§ To do
Entries follow. Give back exactly the lines starting at the one containing "of the sunlit" and ending at the one containing "the white denim", and no other lines.

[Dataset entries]
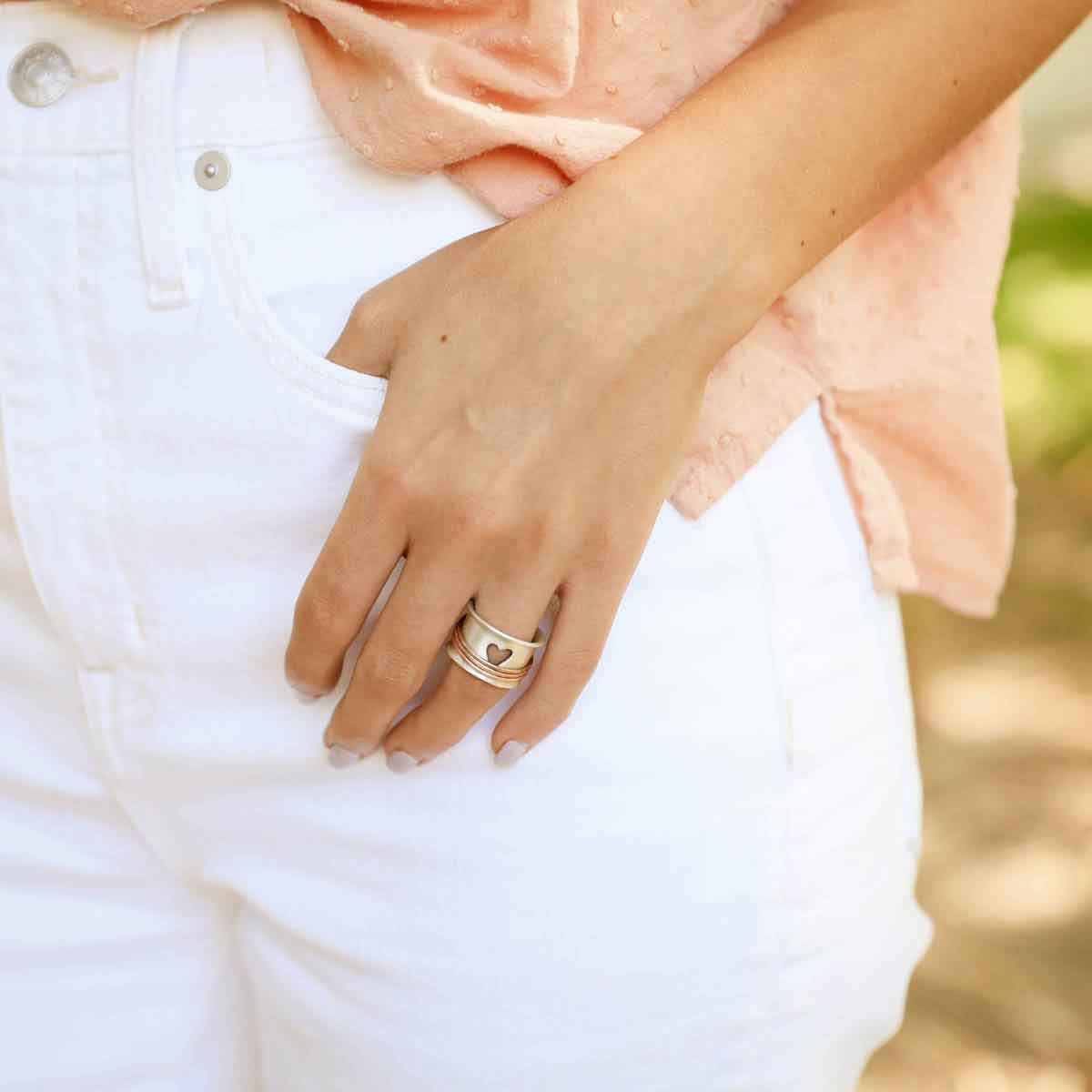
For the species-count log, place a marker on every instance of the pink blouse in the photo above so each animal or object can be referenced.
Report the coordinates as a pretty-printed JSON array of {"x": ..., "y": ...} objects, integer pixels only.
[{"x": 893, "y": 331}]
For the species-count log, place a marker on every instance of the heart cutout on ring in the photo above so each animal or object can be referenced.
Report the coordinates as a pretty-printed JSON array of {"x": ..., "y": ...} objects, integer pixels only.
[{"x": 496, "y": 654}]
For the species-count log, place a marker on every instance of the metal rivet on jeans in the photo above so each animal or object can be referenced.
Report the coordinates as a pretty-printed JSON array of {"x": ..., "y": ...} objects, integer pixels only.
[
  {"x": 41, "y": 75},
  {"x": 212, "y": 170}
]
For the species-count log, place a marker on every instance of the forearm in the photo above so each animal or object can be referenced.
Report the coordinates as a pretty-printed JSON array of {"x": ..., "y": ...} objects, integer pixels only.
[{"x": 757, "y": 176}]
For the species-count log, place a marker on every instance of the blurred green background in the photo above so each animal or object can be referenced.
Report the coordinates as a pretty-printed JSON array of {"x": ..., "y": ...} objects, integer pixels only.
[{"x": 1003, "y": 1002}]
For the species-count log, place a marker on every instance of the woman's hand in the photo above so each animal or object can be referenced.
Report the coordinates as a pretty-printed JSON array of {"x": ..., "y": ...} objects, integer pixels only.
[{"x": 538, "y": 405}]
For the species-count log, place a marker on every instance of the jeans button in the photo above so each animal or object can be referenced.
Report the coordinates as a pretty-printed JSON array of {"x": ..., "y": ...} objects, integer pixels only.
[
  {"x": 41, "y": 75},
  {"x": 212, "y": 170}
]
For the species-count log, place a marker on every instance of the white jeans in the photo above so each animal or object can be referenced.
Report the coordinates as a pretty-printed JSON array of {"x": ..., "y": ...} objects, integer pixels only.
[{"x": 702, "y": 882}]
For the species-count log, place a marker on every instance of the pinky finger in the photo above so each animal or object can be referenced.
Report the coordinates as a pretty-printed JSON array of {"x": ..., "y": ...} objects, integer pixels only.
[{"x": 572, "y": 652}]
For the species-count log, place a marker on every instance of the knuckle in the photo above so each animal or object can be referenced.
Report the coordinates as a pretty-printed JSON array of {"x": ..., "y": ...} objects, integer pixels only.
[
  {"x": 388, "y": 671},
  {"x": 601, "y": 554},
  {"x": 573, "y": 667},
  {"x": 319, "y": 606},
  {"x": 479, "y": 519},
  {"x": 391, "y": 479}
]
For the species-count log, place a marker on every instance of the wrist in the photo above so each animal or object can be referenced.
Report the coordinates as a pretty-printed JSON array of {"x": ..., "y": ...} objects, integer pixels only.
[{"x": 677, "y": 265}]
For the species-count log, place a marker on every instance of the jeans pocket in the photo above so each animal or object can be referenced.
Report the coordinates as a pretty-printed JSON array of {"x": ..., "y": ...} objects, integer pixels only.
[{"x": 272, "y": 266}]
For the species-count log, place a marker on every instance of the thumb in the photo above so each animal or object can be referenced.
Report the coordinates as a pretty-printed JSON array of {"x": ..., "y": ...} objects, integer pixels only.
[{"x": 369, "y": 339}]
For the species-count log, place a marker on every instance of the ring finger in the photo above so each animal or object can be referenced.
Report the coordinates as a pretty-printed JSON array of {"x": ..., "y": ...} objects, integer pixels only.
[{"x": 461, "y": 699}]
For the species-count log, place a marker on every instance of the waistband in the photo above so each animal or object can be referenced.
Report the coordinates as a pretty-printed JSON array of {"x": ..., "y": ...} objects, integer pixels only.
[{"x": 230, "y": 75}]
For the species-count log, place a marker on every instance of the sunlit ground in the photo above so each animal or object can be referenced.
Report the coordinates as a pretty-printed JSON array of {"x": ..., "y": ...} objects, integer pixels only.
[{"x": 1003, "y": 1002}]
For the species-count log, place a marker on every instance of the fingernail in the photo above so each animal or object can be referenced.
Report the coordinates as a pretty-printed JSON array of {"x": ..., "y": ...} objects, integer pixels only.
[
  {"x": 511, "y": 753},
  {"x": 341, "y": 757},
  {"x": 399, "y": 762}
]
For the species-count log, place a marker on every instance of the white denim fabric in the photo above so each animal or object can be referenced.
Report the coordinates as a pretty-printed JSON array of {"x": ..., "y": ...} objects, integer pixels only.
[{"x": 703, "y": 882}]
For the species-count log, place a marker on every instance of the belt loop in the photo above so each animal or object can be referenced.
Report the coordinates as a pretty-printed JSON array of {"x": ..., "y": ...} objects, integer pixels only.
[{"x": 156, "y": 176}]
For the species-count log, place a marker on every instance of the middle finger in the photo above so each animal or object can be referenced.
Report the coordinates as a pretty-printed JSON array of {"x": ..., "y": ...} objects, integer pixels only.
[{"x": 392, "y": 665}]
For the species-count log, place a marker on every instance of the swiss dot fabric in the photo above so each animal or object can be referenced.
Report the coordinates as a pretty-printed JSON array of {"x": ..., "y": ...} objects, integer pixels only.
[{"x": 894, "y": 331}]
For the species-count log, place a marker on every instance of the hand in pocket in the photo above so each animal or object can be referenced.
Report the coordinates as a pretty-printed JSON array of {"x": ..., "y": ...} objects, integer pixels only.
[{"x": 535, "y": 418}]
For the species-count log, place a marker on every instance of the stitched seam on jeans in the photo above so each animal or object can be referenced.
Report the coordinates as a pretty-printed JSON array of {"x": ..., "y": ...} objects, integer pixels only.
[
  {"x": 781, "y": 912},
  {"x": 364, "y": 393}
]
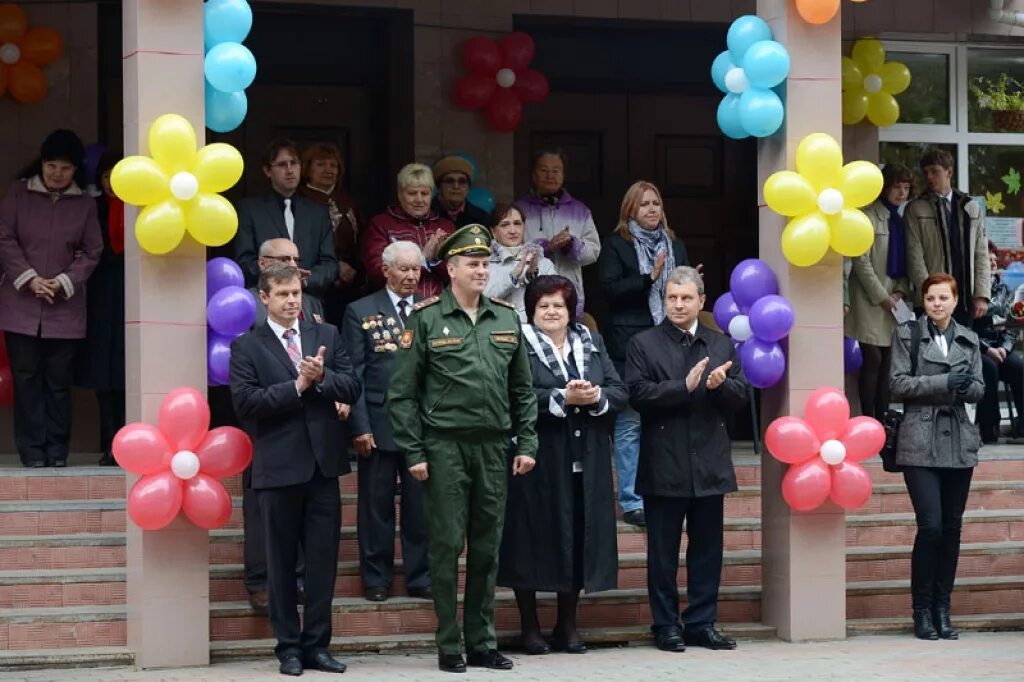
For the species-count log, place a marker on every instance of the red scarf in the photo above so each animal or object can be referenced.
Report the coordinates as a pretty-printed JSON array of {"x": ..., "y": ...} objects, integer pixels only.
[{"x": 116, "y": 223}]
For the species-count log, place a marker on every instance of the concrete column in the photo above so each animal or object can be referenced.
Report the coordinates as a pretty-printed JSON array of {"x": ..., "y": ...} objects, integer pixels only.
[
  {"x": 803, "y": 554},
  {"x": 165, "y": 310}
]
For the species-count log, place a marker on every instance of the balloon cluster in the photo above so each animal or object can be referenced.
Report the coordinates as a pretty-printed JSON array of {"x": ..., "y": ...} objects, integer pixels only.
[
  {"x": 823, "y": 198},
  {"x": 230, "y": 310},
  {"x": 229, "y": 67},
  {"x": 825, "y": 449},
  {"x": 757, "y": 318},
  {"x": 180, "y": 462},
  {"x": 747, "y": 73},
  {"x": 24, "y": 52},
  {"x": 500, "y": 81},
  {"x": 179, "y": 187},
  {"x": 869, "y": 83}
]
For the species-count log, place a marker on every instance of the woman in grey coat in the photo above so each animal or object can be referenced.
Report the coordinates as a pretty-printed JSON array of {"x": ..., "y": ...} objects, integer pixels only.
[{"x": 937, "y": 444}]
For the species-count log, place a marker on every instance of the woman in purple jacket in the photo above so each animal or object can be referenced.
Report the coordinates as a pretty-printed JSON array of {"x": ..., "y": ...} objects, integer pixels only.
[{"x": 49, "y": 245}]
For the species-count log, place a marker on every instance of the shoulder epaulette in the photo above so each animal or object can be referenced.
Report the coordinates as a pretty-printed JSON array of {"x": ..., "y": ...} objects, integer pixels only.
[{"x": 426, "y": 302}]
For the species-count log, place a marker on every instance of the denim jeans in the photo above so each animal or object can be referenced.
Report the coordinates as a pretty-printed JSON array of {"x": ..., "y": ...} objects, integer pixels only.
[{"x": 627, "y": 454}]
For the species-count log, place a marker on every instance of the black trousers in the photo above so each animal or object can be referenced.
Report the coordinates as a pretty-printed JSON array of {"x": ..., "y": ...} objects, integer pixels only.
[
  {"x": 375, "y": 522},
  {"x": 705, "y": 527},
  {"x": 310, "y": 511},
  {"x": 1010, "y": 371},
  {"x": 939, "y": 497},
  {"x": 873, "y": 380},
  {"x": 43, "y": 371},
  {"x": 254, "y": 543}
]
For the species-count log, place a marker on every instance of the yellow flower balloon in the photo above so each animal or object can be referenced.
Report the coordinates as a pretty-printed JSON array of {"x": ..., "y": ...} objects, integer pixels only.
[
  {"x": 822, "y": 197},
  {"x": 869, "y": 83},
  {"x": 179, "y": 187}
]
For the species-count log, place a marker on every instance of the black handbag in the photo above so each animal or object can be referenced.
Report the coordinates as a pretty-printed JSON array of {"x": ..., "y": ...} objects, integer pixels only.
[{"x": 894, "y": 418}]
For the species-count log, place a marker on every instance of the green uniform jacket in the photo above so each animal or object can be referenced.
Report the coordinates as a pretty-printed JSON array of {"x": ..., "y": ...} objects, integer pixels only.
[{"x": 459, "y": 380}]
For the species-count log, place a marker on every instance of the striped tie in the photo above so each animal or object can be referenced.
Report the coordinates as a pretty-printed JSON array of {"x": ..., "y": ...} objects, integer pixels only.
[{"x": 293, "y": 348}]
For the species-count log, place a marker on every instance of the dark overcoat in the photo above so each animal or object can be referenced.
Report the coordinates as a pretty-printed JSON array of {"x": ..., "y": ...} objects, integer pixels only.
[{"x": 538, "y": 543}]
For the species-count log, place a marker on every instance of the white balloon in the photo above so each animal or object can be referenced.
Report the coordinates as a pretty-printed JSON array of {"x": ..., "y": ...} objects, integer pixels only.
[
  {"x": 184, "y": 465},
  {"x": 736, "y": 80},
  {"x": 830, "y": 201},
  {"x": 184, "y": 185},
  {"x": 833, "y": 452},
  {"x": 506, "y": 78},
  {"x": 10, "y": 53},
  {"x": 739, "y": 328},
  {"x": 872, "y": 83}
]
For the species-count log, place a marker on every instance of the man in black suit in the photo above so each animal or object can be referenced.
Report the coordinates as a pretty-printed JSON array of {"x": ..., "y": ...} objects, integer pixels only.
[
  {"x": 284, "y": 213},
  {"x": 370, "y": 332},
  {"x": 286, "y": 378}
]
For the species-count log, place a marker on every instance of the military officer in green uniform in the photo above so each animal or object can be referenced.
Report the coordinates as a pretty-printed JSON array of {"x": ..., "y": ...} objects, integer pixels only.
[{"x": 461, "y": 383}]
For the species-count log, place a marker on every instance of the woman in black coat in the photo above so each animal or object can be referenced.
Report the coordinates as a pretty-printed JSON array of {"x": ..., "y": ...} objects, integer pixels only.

§ Answer for this exercise
For the species-count log, place a marker on every instance of the sunlit ground in the photo above so each animal or object can be referenced.
Report the coordinates as a pretty-printed JSON array of {"x": ..., "y": ...} objects, integer pixels only.
[{"x": 1003, "y": 1002}]
For the species-count log, place a marker on every instance of the fingernail in the photo above so each animal or object can be referenced.
Report the coordinates as a pretty-printed JSON array of {"x": ..., "y": ...} objects, integer pixels only.
[
  {"x": 511, "y": 753},
  {"x": 341, "y": 757},
  {"x": 399, "y": 762}
]
For the species-count log, place a marker on every instance of the white denim fabric in the photo above so each animal or object can be referenced.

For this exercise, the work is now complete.